Directive
Only the lines starting at the one that contains "Each instance of the chair backrest" and running to the end should be repeated, exactly as written.

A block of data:
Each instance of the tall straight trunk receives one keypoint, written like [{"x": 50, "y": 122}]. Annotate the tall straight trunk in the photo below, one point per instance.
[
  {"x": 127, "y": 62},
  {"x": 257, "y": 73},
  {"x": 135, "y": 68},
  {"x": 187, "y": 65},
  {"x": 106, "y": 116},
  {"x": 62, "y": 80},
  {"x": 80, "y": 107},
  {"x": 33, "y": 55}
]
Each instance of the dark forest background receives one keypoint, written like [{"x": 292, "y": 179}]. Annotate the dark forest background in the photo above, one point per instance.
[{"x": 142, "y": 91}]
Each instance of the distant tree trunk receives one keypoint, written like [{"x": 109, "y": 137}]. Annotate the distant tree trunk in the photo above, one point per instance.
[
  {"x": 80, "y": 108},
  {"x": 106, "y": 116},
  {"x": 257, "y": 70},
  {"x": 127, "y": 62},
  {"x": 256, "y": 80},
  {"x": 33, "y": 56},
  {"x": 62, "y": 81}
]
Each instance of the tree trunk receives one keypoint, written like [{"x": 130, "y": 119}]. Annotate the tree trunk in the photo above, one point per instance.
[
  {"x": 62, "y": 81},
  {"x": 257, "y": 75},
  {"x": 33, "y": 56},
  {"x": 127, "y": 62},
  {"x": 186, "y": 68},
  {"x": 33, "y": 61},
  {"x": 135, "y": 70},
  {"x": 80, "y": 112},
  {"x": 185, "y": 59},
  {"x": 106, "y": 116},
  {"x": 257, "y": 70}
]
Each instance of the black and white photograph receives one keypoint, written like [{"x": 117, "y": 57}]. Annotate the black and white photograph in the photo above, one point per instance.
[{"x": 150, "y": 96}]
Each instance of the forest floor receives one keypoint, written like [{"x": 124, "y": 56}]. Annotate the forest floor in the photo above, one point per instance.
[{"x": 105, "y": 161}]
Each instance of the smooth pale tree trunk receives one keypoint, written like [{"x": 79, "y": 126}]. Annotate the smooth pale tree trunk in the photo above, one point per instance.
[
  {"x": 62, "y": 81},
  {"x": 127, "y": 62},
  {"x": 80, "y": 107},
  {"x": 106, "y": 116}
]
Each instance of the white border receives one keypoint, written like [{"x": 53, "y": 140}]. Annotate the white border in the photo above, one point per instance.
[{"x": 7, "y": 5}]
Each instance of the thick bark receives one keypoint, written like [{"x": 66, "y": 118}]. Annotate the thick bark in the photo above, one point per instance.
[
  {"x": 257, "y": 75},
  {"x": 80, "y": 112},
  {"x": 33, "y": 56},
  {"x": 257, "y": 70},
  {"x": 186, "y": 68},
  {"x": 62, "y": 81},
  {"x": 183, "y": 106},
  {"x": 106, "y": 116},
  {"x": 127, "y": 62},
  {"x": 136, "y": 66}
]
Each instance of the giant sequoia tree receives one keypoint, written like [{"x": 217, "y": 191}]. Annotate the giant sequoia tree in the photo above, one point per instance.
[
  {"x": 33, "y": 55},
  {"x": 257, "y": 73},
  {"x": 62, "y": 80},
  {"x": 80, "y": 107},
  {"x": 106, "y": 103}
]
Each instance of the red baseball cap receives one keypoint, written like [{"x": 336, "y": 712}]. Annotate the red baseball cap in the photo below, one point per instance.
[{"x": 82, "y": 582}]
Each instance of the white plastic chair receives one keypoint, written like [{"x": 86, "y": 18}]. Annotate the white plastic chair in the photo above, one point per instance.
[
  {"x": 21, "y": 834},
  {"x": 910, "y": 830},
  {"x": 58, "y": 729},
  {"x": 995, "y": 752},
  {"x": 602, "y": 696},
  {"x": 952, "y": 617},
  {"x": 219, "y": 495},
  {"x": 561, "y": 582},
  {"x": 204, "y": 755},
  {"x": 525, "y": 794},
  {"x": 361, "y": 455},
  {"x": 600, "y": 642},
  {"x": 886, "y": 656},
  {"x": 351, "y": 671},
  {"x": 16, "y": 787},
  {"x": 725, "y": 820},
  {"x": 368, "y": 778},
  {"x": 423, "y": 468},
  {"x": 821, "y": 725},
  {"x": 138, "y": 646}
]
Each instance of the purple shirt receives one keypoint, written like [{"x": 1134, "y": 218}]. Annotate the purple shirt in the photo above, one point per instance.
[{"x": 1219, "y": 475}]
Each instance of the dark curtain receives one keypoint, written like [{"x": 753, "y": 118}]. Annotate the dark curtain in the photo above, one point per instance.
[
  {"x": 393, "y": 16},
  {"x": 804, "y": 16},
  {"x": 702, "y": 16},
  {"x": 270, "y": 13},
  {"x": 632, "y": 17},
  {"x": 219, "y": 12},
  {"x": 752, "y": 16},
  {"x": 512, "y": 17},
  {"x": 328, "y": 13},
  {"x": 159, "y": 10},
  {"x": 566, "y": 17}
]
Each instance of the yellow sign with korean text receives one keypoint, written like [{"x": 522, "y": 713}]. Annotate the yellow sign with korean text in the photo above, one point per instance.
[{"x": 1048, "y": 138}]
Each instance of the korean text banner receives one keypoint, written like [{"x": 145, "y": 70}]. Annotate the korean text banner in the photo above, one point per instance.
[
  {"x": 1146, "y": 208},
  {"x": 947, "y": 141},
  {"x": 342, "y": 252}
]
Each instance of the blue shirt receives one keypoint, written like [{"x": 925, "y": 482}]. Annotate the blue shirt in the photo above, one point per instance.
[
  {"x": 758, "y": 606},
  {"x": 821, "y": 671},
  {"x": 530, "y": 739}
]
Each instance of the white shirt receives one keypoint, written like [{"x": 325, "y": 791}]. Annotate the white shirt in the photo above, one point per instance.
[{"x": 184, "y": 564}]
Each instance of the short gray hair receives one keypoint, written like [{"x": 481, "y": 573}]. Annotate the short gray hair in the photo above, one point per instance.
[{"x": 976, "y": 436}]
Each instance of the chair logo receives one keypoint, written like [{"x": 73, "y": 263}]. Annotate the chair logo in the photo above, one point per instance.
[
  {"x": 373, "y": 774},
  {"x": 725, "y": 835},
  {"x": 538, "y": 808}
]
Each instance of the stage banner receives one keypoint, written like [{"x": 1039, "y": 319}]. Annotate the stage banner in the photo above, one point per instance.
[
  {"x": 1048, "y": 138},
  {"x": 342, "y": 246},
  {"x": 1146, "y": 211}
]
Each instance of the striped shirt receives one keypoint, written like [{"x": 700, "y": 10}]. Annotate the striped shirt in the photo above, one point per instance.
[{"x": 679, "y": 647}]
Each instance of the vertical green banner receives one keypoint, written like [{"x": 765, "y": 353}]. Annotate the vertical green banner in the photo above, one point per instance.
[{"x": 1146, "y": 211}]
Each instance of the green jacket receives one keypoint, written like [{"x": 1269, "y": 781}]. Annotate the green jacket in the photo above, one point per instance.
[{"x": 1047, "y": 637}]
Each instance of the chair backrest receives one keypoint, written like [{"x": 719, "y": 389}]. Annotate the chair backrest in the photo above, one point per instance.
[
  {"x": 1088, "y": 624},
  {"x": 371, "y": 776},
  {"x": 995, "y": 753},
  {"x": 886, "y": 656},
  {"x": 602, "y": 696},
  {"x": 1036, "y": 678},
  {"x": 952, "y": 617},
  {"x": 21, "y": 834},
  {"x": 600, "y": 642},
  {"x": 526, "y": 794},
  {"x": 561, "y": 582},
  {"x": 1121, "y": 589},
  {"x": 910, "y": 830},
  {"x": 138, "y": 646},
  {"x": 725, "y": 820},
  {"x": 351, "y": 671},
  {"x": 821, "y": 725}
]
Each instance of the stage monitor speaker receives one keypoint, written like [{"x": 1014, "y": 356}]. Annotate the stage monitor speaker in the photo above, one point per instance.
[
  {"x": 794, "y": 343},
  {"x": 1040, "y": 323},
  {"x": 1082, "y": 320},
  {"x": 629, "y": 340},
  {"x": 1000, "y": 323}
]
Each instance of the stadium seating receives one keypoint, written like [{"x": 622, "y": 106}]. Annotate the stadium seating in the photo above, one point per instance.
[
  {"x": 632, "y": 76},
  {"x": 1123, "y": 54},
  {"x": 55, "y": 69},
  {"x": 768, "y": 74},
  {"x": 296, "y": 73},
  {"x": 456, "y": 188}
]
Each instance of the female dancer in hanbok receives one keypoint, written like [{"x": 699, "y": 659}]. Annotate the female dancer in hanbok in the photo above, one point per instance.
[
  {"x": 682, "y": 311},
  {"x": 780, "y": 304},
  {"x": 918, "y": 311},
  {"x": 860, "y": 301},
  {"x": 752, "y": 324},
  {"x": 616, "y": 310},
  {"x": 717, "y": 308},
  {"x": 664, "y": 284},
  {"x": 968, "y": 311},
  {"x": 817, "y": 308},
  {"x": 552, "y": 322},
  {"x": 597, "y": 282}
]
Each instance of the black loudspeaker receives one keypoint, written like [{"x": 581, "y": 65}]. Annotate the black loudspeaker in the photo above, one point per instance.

Task answer
Each instance of the chair backrest receives one keypoint, written like [{"x": 719, "y": 389}]. Annotate the chair backrest in the photo above, one point per instance.
[
  {"x": 1088, "y": 624},
  {"x": 371, "y": 776},
  {"x": 995, "y": 753},
  {"x": 886, "y": 656},
  {"x": 602, "y": 696},
  {"x": 1036, "y": 678},
  {"x": 952, "y": 617},
  {"x": 21, "y": 834},
  {"x": 600, "y": 642},
  {"x": 526, "y": 794},
  {"x": 561, "y": 582},
  {"x": 1121, "y": 589},
  {"x": 910, "y": 830},
  {"x": 138, "y": 646},
  {"x": 725, "y": 820},
  {"x": 351, "y": 671},
  {"x": 821, "y": 725}
]
Each instance of the stage monitor speaker receives one keypoint, written like [{"x": 1014, "y": 356}]. Annotate the stage monitor speaker in the photo above, one point per instance.
[
  {"x": 794, "y": 343},
  {"x": 1040, "y": 323},
  {"x": 1082, "y": 320},
  {"x": 629, "y": 340},
  {"x": 1000, "y": 323}
]
Each instance of the stadium seating receives one keypoint, written like [{"x": 622, "y": 106}]. Annotate the stadium seating in the photo above, one point per instance.
[
  {"x": 632, "y": 76},
  {"x": 1123, "y": 54},
  {"x": 55, "y": 69},
  {"x": 768, "y": 74},
  {"x": 296, "y": 73},
  {"x": 456, "y": 188}
]
Each instance of the female dancer in hanbok receives one keypoint, written like [{"x": 699, "y": 659}]. Annotate the female dancer in hanbok in the photo above, one point per instance.
[
  {"x": 682, "y": 311},
  {"x": 780, "y": 304},
  {"x": 918, "y": 311},
  {"x": 860, "y": 301},
  {"x": 752, "y": 324},
  {"x": 616, "y": 310},
  {"x": 717, "y": 308},
  {"x": 664, "y": 284},
  {"x": 968, "y": 311},
  {"x": 817, "y": 308},
  {"x": 552, "y": 322},
  {"x": 597, "y": 282}
]
Each instance of the black loudspeaker receives one keypoint, written like [{"x": 581, "y": 65}]. Annotate the black loudspeaker in the photo above, one point per instance.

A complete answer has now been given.